### PAGE EXCERPT
○ ○ ○ ○ ○ ○ ○

Useful TIP-Using <Where> and <Having> in the same query. (1 Viewer)

plog

Banishment Pending
Local time
Today, 04:50
Joined
May 11, 2011
Messages
11,646
Reader's Digested version:

WHERE - use when applying criteria to individual records
HAVING - use when applying criteria to an aggregation of records (MIN(), SUM(), COUNT(), AVG(), etc.)

...WHERE Table.FirstName = 'Jeff'
...WHERE Table.Quantity > 7

...HAVING SUM(Table.Quantity) > 100
...HAVING MAX(Table.Score) < 50
 

Pat Hartman

Super Moderator
Staff member
Local time
Today, 05:50
Joined
Feb 19, 2002
Messages
43,275
WHERE - Before aggregation
HAVING - After aggregation

When you make a totals query, Access ASSUMES you want a HAVING. It is up to you to change it to a WHERE if that is what you need.

If you are mistakenly using HAVING when you should be using WHERE, fixing the query could lead to a dramatic speed improvement.
 

ByteMyzer

AWF VIP
Local time
Today, 02:50
Joined
May 3, 2004
Messages
1,409
Here is a more concrete illustration of the differences between HAVING and WHERE clauses.

Table Name: StudentTests
Code:
StudentID | TestID | TestDate
----------+--------+----------
10123     | 1012   |  3/1/2022
10123     | 1023   |  9/6/2022
10123     | 1035   |11/17/2022
10123     | 1057   | 2/27/2023
10135     | 1012   |  3/1/2022
10135     | 1023   |  9/6/2022

SELECT ST.StudentID, MAX(ST.TestDate) AS TestDate
FROM StudentTests AS ST
GROUP BY ST.StudentID;

Result:
StudentID | TestDate
----------+----------
10123     | 2/27/2023
10135     |  9/6/2022

Task: Write a query that shows, for tests that took place in 2022, each Student ID with the latest test date.
Code:
SELECT ST.StudentID, MAX(ST.TestDate) AS TestDate
FROM StudentTests AS ST
WHERE ST.TestDate BETWEEN #1/1/2022# AND #12/31/2022#
GROUP BY ST.StudentID;

Result:
StudentID | TestDate
----------+----------
10123     |11/17/2022
10135     |  9/6/2022

Task: Write a query that shows each Student ID and the latest test date for whom the latest test date occurred in 2022.
Code:
SELECT ST.StudentID, MAX(ST.TestDate) AS TestDate
FROM StudentTests AS ST
GROUP BY ST.StudentID
HAVING MAX(ST.TestDate) BETWEEN #1/1/2022# AND #12/31/2022#;

Result:
StudentID | TestDate
----------+----------
10135     |  9/6/2022
 

ebs17

Well-known member
Local time
Today, 11:50
Joined
Feb 7, 2020
Messages
1,946
Without specifically testing @ByteMyzer's example, I'll say his statement is wrong, because different query logic was stored. Different logic, different results (depending on given data).

In such a simple design, with the same logic the result should always be the same, regardless of whether you use WHERE or HAVING.

○ ○ ○ ○ ○ ○ ○

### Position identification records
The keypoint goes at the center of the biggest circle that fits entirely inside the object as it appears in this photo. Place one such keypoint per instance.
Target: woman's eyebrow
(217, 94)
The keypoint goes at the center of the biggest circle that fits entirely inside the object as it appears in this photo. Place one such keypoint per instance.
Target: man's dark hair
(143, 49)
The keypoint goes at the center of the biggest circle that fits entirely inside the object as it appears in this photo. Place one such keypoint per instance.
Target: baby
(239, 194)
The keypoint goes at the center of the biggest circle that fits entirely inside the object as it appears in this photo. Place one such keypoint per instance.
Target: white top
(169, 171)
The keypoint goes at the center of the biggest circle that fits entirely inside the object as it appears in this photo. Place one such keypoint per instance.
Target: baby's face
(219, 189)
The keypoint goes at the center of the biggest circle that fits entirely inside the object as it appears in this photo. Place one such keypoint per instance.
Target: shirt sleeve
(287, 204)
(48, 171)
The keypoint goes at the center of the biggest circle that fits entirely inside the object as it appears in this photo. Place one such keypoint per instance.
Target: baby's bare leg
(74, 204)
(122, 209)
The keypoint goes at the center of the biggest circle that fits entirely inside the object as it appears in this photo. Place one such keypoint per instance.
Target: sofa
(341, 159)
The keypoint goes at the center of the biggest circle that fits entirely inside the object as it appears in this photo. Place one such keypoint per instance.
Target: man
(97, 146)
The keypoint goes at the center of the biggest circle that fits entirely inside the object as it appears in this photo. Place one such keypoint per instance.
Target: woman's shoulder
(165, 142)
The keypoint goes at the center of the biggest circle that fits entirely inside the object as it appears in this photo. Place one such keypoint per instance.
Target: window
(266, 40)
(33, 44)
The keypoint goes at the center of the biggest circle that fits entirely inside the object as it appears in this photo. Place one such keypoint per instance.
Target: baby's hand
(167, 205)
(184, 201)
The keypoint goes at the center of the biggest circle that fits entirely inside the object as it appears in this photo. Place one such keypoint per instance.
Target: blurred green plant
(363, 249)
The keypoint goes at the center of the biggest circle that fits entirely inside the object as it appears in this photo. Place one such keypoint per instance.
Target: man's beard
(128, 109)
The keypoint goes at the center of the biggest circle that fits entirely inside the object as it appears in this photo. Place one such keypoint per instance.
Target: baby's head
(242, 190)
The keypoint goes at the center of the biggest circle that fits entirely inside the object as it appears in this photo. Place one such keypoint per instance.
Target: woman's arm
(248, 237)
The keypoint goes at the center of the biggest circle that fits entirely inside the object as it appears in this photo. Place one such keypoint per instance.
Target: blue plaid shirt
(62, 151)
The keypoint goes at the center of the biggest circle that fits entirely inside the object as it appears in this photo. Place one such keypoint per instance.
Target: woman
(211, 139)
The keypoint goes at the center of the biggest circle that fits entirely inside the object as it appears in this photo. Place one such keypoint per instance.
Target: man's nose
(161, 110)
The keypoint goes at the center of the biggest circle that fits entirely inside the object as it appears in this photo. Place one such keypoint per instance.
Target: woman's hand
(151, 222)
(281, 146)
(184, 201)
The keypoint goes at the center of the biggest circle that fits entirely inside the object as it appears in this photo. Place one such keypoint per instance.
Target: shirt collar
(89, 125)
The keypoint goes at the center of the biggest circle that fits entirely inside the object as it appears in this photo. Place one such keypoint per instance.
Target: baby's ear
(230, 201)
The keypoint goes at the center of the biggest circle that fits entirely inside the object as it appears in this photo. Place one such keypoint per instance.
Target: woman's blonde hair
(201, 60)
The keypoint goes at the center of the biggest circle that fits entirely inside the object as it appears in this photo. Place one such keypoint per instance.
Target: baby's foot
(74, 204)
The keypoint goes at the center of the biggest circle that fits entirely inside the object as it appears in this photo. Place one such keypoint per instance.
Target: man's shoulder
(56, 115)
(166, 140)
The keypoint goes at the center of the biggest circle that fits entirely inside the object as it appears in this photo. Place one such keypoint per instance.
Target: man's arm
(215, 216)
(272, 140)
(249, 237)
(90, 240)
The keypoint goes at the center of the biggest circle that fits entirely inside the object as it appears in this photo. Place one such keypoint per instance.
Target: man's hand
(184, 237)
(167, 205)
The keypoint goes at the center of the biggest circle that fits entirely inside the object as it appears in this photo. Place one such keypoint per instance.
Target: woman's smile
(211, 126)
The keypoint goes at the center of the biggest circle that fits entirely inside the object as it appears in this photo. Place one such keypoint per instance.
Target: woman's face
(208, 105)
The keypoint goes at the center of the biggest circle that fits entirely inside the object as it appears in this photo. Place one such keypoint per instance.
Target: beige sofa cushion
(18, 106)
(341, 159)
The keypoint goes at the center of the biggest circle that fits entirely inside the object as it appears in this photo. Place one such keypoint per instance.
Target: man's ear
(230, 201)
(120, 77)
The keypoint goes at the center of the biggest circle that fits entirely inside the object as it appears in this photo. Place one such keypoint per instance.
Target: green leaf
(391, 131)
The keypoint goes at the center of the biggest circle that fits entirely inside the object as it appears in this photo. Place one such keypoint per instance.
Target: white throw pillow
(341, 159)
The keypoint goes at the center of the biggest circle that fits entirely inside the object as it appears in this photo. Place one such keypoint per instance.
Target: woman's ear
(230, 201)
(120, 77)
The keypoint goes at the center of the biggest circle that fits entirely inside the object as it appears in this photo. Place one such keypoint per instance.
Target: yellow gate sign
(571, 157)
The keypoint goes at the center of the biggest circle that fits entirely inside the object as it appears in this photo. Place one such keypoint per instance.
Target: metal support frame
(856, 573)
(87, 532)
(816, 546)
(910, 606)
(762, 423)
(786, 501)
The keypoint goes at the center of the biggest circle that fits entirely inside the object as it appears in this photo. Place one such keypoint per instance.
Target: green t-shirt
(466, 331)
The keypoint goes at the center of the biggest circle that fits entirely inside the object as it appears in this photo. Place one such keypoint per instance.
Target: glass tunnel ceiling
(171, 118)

○ ○ ○ ○ ○ ○ ○

### GOALS
1: Answer these questions about the forum thread on WHERE and HAVING:
(a) According to the first post, when should HAVING be used?
(b) What does Access assume when you make a totals query?
(c) Which StudentID and test date does the final HAVING query in the StudentTests illustration return?
2: Output the stretch of the forum thread on WHERE and HAVING from "If you are mistakenly" through "and WHERE clauses.".
3: Pick up the forum thread on WHERE and HAVING after its last sentence and continue it.

### TASK-BY-TASK RESULTS
1:
(a) When applying criteria to an aggregation of records, such as MIN(), SUM(), COUNT() or AVG().
(b) That you want a HAVING.
(c) StudentID 10135 with the test date 9/6/2022.

2:
If you are mistakenly using HAVING when you should be using WHERE, fixing the query could lead to a dramatic speed improvement.
 

ByteMyzer

AWF VIP
Local time
Today, 02:50
Joined
May 3, 2004
Messages
1,409
Here is a more concrete illustration of the differences between HAVING and WHERE clauses.

3:
The huge difference between the two lies in the order in which queries are evaluated and the resulting performance.

WHERE takes place immediately with the execution of FROM including JOINs and reduces the amount of data available. Only then does grouping take place. Grouping is a complex process because each record within the recordset under consideration must be compared with every other record to ensure that the content of the field or field combination is identical.
It makes a dramatic difference whether you use WHERE to reduce a set of, for example, 10,000 records to 300 and then group them or whether the grouping has to run across all 10,000 records; the number of comparison operations is significantly different.
When grouping, the support of an index would often be used and the comparison process mentioned would be accelerated again. Often, however, groupings are not just done using key fields or specifically indexed fields, but rather using a long list of fields where no index is guaranteed to be available.
A lot of work takes a lot of time.

HAVING then takes place after grouping and on aggregates formed.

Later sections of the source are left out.